— start of Available data —

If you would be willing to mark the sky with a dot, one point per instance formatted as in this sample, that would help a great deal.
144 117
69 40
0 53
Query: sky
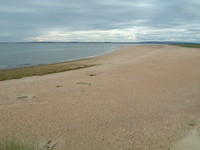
99 20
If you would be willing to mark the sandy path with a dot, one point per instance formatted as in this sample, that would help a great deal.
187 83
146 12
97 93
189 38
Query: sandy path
140 98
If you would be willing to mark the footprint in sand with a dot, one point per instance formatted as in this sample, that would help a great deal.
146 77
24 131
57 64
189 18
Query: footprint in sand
25 97
83 83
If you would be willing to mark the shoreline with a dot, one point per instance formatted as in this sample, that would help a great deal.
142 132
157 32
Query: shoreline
44 69
140 97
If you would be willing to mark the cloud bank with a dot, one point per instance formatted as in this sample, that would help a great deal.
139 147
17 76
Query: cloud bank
100 21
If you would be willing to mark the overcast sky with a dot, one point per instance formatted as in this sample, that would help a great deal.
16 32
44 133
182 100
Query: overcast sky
99 20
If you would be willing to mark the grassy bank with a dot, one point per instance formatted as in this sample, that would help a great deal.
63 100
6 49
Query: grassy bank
188 45
44 69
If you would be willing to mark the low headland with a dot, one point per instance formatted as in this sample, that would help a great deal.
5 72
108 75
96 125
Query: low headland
142 97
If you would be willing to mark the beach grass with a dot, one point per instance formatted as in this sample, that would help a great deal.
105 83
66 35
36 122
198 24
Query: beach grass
12 143
44 69
188 45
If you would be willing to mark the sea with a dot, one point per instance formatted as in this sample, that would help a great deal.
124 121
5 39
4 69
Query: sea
19 55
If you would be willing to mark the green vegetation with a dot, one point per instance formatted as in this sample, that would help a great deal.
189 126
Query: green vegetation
13 144
44 69
188 45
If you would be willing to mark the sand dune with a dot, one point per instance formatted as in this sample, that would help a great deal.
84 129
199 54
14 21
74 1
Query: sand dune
140 98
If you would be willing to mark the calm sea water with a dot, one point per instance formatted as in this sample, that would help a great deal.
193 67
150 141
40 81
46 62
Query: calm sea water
17 55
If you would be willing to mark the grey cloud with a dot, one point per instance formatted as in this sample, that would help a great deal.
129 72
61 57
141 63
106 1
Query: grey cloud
27 18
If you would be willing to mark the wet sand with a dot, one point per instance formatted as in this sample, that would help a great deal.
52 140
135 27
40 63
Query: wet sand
144 97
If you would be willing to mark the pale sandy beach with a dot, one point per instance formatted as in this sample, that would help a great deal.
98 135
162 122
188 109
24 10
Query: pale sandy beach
144 97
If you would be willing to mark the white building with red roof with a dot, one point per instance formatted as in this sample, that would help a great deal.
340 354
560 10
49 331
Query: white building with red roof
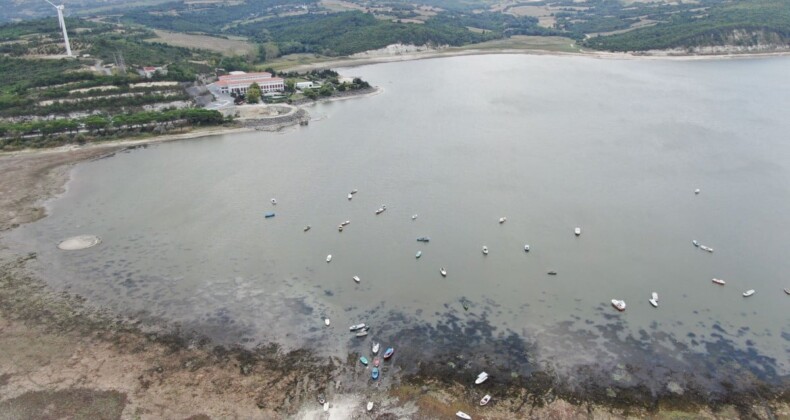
239 82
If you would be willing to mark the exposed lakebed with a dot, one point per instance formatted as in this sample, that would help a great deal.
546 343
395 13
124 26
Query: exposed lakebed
616 147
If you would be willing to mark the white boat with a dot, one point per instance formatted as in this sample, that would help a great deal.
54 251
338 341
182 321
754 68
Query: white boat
482 377
618 304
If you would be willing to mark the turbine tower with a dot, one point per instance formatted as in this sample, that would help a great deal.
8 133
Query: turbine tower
62 26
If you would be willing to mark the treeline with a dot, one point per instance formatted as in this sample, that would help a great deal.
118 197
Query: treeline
769 20
36 133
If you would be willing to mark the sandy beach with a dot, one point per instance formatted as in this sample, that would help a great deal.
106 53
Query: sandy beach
63 358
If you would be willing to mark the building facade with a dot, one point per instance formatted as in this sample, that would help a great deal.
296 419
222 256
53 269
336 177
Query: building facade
239 82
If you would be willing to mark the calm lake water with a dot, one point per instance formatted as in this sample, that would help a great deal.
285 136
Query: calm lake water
615 147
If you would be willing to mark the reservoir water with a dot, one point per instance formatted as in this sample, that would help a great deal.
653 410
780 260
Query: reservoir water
616 147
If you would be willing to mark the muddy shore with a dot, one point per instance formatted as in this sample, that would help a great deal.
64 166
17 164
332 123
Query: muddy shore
64 358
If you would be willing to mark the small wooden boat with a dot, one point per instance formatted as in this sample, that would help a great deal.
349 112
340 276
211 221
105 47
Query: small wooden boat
618 304
388 353
482 377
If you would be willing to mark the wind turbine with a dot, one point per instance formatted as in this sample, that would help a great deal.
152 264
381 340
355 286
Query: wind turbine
62 26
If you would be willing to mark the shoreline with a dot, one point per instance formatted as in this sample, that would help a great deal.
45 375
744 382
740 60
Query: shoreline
350 62
172 373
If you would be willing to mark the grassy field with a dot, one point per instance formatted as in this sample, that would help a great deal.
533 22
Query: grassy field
523 42
228 47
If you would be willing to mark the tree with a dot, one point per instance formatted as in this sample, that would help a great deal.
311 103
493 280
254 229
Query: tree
254 93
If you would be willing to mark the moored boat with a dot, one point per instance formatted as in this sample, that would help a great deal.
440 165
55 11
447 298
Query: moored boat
618 304
388 353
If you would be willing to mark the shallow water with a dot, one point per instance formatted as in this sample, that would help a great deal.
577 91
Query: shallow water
615 147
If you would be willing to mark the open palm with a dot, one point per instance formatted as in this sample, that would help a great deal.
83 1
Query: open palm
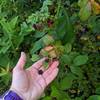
28 83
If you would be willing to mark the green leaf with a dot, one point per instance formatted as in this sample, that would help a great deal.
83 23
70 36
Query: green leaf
77 71
13 22
85 12
94 97
69 36
39 34
67 81
68 48
47 39
64 28
35 57
37 46
65 59
80 60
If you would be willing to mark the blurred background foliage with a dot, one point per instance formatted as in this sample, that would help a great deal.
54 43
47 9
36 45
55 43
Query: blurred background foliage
71 27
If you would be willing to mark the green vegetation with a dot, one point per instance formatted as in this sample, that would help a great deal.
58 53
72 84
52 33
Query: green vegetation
70 27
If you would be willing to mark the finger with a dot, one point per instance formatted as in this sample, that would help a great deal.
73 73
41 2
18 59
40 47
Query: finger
50 69
21 61
39 63
52 76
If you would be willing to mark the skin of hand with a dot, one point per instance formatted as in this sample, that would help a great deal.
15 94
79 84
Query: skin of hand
28 83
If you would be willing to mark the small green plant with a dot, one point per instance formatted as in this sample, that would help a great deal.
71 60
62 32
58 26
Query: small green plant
67 30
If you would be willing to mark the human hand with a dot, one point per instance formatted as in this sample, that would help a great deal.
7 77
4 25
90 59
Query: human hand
28 83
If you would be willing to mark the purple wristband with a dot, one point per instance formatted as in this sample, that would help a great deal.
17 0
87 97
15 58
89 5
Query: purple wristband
11 95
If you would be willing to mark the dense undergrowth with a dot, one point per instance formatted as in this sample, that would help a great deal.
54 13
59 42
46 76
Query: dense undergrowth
70 27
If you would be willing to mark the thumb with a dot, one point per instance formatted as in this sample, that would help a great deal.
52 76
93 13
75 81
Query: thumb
21 62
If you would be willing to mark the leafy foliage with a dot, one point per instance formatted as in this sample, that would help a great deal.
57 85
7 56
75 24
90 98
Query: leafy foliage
66 29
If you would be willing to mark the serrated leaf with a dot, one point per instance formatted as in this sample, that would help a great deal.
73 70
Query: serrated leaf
35 57
94 97
67 81
77 71
13 22
68 48
80 60
47 39
65 59
85 12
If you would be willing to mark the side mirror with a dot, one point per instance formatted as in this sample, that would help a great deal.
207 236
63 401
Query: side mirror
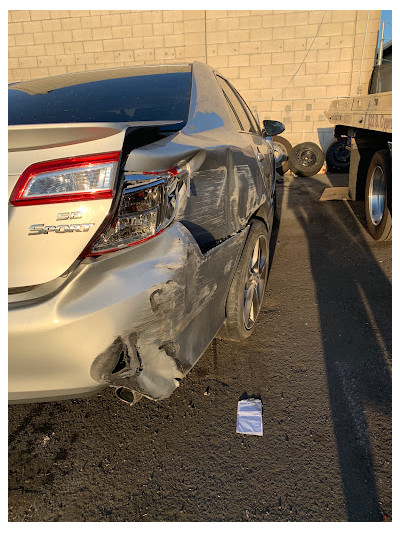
272 127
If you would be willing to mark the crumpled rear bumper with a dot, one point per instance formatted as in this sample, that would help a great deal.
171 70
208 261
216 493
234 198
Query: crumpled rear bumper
140 318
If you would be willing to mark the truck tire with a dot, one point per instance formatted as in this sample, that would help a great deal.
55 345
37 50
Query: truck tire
248 286
282 149
378 196
306 159
338 156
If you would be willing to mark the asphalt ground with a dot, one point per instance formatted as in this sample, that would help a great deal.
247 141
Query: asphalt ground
320 361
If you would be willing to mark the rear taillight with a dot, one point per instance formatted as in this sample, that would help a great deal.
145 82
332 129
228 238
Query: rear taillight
148 204
67 180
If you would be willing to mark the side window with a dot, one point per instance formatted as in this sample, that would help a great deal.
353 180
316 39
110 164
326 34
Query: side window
225 89
253 121
237 106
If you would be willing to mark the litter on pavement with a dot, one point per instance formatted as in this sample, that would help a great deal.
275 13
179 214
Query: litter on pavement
249 417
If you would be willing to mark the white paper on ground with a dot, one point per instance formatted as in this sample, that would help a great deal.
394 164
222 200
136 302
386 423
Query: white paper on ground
249 417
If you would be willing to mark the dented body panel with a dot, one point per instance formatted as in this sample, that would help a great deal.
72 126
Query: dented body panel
141 317
161 302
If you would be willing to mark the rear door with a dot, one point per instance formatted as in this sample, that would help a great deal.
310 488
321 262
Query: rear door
249 127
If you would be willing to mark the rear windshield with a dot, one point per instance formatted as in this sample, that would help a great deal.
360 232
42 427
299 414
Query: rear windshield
153 97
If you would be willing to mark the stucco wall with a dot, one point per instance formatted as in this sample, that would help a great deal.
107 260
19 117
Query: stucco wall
330 52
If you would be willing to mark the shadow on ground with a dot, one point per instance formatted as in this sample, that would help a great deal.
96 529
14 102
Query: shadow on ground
354 302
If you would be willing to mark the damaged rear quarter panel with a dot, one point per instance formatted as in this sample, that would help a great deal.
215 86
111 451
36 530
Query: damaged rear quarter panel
175 304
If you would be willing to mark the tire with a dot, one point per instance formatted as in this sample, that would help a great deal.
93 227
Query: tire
338 156
306 159
248 286
378 196
282 148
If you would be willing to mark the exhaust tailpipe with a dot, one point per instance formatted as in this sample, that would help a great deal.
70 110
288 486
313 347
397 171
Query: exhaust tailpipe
128 396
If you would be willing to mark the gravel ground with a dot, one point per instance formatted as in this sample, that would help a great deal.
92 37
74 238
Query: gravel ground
319 360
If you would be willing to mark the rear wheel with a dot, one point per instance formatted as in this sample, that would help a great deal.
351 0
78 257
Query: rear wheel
378 196
306 159
248 286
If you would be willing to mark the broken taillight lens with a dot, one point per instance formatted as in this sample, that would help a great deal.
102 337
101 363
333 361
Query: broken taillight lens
148 204
67 180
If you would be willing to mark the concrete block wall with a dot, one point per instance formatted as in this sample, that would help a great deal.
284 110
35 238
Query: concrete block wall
286 64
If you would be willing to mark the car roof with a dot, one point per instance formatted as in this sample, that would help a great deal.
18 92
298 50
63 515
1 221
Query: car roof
45 85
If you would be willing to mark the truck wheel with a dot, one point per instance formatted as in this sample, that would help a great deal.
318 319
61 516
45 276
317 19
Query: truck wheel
306 159
282 148
248 286
378 196
338 156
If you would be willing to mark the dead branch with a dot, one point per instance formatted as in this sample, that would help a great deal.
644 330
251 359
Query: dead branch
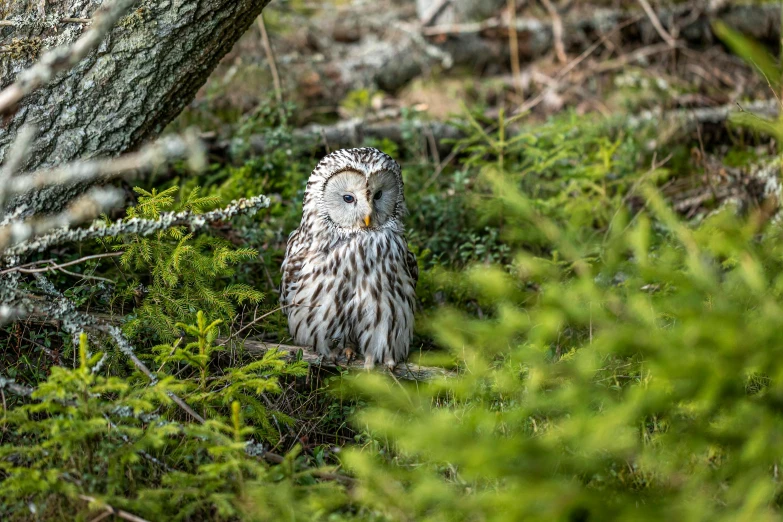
656 23
352 133
112 510
85 208
410 372
150 157
143 227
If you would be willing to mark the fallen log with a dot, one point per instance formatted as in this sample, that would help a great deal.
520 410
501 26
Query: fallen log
389 49
354 132
405 371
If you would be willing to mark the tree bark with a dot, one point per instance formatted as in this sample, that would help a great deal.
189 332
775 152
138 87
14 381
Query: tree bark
140 78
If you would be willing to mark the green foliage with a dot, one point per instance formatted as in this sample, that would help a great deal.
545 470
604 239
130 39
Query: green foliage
176 271
212 393
625 367
120 440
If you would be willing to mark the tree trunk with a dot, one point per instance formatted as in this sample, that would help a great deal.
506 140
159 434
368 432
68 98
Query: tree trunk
141 77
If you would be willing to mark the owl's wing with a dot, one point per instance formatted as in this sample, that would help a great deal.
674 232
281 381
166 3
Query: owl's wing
289 268
413 267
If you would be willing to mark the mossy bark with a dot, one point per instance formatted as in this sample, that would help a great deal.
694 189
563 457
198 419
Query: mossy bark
141 77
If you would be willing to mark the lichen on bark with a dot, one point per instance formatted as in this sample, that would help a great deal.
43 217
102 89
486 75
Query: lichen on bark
127 91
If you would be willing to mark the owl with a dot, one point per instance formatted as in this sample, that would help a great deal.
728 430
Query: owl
349 280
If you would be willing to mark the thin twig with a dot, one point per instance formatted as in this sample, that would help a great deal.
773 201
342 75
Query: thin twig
254 321
557 31
53 266
434 12
656 23
114 511
513 46
270 58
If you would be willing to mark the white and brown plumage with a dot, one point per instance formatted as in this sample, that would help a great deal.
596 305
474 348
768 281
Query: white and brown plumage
349 280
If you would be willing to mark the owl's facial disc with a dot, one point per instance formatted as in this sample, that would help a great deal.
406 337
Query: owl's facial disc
354 201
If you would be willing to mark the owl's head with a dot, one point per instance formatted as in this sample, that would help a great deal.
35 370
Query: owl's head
357 190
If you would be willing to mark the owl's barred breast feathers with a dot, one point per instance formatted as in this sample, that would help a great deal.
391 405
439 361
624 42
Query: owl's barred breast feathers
348 277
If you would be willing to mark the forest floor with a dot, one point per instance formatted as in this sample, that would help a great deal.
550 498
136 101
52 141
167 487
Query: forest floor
580 118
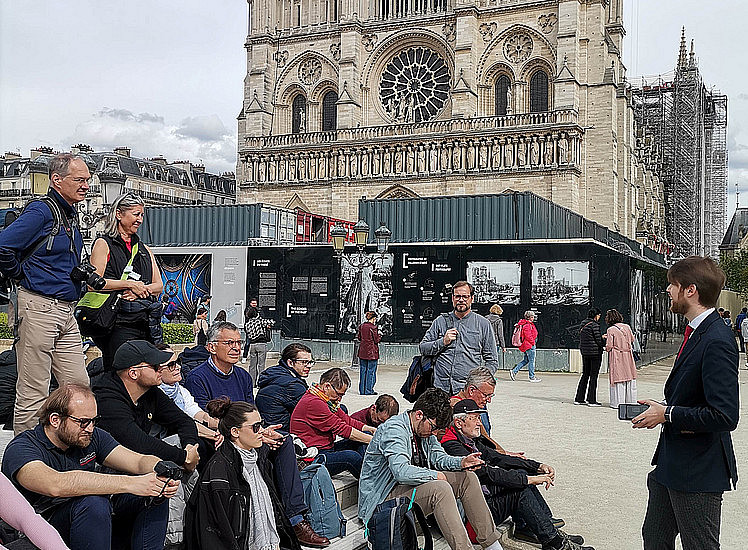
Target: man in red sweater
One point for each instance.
(318, 419)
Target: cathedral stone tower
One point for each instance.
(388, 98)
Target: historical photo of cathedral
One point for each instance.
(560, 283)
(495, 282)
(373, 287)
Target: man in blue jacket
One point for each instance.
(48, 337)
(694, 460)
(282, 385)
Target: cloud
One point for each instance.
(199, 139)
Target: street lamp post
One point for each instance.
(359, 261)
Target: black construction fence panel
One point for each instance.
(297, 287)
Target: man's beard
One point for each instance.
(73, 438)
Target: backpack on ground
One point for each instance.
(393, 525)
(517, 336)
(325, 514)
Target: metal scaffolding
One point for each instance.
(682, 128)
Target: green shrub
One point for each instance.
(5, 330)
(176, 333)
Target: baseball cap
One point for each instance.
(467, 406)
(135, 352)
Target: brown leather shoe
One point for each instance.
(307, 536)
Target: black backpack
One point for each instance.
(392, 526)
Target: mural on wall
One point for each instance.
(495, 282)
(186, 279)
(371, 285)
(560, 283)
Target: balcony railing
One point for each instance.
(454, 126)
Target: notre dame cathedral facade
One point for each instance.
(391, 98)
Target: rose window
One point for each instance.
(415, 85)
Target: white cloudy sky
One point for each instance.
(165, 76)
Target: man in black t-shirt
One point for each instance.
(54, 467)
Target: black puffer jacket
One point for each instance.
(217, 515)
(590, 338)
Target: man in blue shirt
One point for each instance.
(55, 467)
(48, 337)
(219, 376)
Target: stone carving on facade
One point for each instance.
(415, 85)
(487, 30)
(310, 70)
(281, 57)
(448, 30)
(369, 40)
(548, 22)
(518, 47)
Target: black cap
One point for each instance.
(135, 352)
(467, 406)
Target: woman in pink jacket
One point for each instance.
(529, 337)
(621, 365)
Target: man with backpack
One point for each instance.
(459, 341)
(39, 250)
(404, 459)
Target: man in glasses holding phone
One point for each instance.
(218, 377)
(54, 467)
(460, 341)
(130, 403)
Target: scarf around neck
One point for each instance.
(316, 390)
(263, 534)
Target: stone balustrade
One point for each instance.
(526, 142)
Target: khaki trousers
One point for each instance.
(440, 498)
(48, 342)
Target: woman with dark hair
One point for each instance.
(130, 269)
(368, 354)
(235, 505)
(621, 365)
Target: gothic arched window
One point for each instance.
(539, 92)
(502, 101)
(329, 111)
(298, 115)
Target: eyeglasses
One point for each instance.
(230, 343)
(83, 422)
(256, 427)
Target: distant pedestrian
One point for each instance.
(497, 324)
(368, 354)
(621, 365)
(739, 325)
(591, 347)
(529, 336)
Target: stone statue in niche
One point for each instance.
(483, 155)
(548, 152)
(563, 147)
(508, 154)
(521, 153)
(534, 152)
(470, 156)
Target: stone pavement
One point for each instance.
(601, 463)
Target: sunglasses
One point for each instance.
(82, 422)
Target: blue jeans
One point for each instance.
(529, 360)
(85, 523)
(345, 455)
(367, 376)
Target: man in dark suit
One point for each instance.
(694, 461)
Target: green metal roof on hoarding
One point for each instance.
(505, 216)
(203, 225)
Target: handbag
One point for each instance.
(96, 312)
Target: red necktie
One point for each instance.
(689, 330)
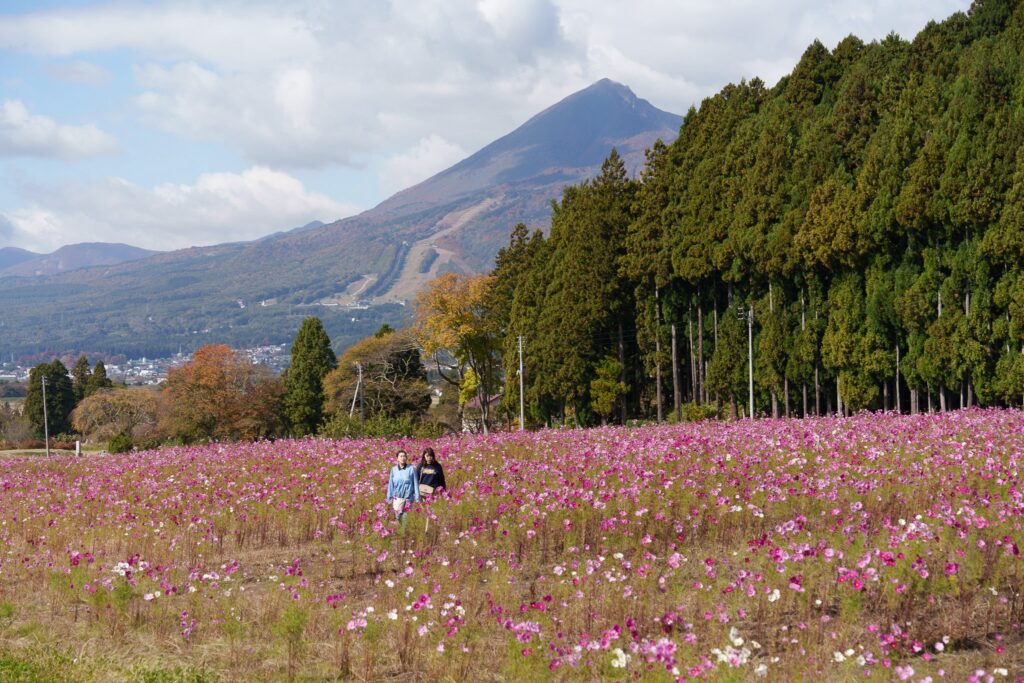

— end of Available data —

Directions for this task
Which lines in the rows contain the string "mirror"? List each one in full.

Output for this task
If you would be willing to mark the side mirror with a dot, one point per instance formatted as in this sample, that would help a great deal.
Query: side mirror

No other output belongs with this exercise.